* Document extract *
□ □ □ □ □ □ □

Saturday, October 5, 2013

Linear Regression 101

As it looks like I found myself a new job as a data scientist (freelancing time is over!), it's time to brush up on machine learning theory and practice. Let's start with the basics: linear regression. This seems to be becoming a series of related posts, see also:
  1. Linear Regression 101
  2. Logistic Regression 101
  3. Softmax Regression 101
  4. Neural Network 101

A Cloud of Points

Let's create an artificial dataset by adding some gaussian noise to points sampled along a linear function with known slope and intercept parameters. The goal will be to find (or fit) a model by allowing it to "discover" those parameters, with the help of those points only. With this model, it will be possible to predict the \(y\) value of a new \(x\) value, which wasn't part of the training dataset.
In [3]:
def dataset(n, slope, intercept):
    x = random.uniform(-2, 2, n)
    noise = random.standard_normal([n])
    y = slope * x + intercept + noise
    return column_stack([x, y])

points = dataset(500, 2.5, -1)
plot(points[:,0], points[:,1], '.');

Guessing an Initial Model

Next we guess an initial value for \(\theta\), our model parameters (with component \(\theta_0\) as the intercept and \(\theta_1\) as the slope). Because it is a random guess, it is initially very unlikely to be a good model of course.
In [4]:
initial_theta = random.sample(2)
plot(points[:,0], points[:,1], '.')
plot(linspace(-2, 2), initial_theta[0] + initial_theta[1] * linspace(-2, 2), 
     'r-', label='initial guess', linewidth=2)
legend();

Training to Get Better

We train the parameters of the model by minimizing its error function, the mean squared error
\[MSE = \frac{1}{n}\sum_{i=1}^n (h_{\theta}(x^{(i)}) - y^{(i)})^2\]
where \(h_{\theta}(x) = \theta_0 + \theta_1 x\), i.e. the value that the model associates to \(x\), given the current state of \(\theta\). The interpretation of this function is very intuitive: it's the average discrepancy between what our model says (\(h\)) and the training data (\(y\)). The better our model becomes, the lower this function should be. There are many ways to perform this minimization (including a closed-form solution which directly yields the answer, but is a little harder to derive), but here we will use a technique called batch gradient descent. The idea is to compute the derivative of the error function (or gradient) with respect to \(\theta\), and iteratively take a step in the direction of steepest descent, i.e. where its value is lowered the most. The derivative of the error function is
\[\frac{\partial MSE}{\partial \theta_j} = (h_{\theta}(x) - y) \cdot x_j\]
Note that the error derivative is defined in terms of the components of \(\theta\), of which there are two (the slope and intercept), while \(x\) is a scalar. The way to treat this is to consider an implicit additional input component (or "bias") corresponding to the intercept, which has a constant value of 1. The training algorithm will iteratively update \(\theta\) in proportion \(\alpha\) of the gradient (to avoid taking too large steps that would make us possibly overshoot the target), and will do so in batch, meaning that it will be accumulated over the entire training set before the update occurs
\[\theta_j := \theta_j - \alpha \sum_{i}^{n} (h_{\theta}(x^{(i)}) - y^{(i)}) \cdot x_j^{(i)}\]
As we accumulate the MSE values while the training goes, we can stop when we find that the improvement (in terms of error reduction) between two iterations is below a certain threshold.

□ □ □ □ □ □ □

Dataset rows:

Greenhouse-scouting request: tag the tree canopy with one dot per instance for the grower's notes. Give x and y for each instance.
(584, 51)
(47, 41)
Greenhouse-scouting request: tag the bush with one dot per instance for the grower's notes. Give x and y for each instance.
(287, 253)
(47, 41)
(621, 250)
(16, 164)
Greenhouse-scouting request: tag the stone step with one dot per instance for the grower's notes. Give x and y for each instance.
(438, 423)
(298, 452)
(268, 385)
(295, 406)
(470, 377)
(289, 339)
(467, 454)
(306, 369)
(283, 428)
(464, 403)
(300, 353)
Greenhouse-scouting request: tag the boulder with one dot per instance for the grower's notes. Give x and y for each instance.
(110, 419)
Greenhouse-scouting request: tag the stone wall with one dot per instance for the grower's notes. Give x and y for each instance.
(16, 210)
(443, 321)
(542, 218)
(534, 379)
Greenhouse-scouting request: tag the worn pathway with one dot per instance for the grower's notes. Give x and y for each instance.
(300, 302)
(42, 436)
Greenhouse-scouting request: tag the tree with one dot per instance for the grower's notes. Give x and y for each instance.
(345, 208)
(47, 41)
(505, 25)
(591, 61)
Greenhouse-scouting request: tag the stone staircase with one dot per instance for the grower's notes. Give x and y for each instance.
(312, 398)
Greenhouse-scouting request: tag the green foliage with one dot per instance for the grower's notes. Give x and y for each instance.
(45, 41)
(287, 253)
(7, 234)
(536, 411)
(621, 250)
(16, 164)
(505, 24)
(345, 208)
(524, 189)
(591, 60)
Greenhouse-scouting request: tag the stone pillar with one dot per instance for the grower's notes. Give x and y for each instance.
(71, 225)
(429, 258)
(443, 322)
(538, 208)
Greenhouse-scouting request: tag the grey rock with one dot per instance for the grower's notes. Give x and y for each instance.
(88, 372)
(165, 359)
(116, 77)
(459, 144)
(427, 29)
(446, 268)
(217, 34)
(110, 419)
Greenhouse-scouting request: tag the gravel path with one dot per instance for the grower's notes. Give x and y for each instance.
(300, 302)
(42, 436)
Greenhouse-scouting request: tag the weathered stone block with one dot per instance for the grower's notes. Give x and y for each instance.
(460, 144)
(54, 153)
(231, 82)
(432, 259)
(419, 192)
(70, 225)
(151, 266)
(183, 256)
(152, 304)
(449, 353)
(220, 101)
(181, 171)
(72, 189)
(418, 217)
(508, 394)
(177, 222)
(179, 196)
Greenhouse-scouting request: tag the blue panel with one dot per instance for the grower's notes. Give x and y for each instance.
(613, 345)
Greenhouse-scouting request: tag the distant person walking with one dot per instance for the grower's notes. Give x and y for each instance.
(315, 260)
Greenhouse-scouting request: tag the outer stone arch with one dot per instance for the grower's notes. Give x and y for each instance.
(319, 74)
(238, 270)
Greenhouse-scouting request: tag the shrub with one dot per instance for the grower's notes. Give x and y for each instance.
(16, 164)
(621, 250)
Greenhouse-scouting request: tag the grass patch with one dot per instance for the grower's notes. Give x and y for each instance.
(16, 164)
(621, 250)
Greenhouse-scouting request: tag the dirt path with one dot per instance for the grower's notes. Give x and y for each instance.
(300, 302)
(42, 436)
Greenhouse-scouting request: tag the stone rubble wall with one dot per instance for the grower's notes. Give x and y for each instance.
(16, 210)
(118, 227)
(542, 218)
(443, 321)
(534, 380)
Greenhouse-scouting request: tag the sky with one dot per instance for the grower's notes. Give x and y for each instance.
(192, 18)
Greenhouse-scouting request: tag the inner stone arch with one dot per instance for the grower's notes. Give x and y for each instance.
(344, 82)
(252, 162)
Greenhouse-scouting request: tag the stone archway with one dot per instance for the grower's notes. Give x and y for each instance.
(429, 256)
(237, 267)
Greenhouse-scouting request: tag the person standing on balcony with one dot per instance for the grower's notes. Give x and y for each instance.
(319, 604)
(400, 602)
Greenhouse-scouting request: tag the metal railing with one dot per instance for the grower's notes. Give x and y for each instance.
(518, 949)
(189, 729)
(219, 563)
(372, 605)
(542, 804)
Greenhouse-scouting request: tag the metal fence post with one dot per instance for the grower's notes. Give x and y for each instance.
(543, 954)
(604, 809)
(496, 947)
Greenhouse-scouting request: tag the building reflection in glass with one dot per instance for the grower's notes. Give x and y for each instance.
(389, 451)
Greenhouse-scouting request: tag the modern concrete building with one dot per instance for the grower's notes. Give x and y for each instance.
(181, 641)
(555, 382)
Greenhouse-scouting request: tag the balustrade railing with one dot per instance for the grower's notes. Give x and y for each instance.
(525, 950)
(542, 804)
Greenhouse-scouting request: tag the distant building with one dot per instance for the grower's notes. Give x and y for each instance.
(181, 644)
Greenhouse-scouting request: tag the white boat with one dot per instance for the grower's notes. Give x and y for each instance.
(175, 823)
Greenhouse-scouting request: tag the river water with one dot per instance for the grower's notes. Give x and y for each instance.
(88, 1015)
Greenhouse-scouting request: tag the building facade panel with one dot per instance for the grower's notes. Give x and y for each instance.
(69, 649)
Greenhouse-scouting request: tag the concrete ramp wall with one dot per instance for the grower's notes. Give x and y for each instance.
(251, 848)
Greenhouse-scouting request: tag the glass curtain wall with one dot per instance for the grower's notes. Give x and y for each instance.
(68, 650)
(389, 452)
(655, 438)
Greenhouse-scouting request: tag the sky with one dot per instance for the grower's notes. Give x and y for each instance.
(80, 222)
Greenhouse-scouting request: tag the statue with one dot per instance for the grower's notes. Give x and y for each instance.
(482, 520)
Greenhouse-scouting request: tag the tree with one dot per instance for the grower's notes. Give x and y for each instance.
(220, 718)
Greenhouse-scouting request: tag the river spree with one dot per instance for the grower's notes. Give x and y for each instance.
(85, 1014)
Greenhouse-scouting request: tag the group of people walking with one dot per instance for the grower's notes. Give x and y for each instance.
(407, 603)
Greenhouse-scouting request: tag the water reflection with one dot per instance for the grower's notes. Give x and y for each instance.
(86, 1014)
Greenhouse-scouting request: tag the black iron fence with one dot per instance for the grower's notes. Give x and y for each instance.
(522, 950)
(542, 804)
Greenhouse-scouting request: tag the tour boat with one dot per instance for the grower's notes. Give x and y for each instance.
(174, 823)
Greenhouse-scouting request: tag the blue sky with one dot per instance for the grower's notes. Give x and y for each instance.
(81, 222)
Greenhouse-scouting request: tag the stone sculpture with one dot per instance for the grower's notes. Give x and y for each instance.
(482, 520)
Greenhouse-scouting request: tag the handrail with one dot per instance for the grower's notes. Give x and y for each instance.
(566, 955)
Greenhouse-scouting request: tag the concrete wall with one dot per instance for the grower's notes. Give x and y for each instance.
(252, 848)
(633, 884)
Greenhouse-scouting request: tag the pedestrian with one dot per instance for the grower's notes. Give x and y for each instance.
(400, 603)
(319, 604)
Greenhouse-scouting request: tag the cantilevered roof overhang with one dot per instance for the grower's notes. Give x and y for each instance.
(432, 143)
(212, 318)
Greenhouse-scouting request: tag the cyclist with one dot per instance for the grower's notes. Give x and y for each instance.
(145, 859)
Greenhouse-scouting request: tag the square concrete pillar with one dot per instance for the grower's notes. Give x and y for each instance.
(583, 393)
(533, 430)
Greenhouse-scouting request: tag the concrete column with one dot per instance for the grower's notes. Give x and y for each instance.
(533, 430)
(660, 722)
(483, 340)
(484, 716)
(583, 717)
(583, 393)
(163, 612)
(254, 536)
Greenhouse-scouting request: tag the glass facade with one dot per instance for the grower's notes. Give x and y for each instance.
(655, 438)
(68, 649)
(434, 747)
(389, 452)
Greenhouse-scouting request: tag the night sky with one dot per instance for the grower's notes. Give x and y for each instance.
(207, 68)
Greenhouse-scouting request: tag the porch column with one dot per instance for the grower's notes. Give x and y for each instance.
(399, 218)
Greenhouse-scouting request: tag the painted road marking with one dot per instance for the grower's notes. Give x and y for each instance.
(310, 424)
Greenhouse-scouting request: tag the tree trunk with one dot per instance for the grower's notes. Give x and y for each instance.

□ □ □ □ □ □ □

* What is asked *
Quote the linear regression post word for word, starting at "Let's create an" and ending after "noise = random.standard_normal([n])".

* The result *
Let's create an artificial dataset by adding some gaussian noise to points sampled along a linear function with known slope and intercept parameters. The goal will be to find (or fit) a model by allowing it to "discover" those parameters, with the help of those points only. With this model, it will be possible to predict the \(y\) value of a new \(x\) value, which wasn't part of the training dataset.
In [3]:
def dataset(n, slope, intercept):
    x = random.uniform(-2, 2, n)
    noise = random.standard_normal([n])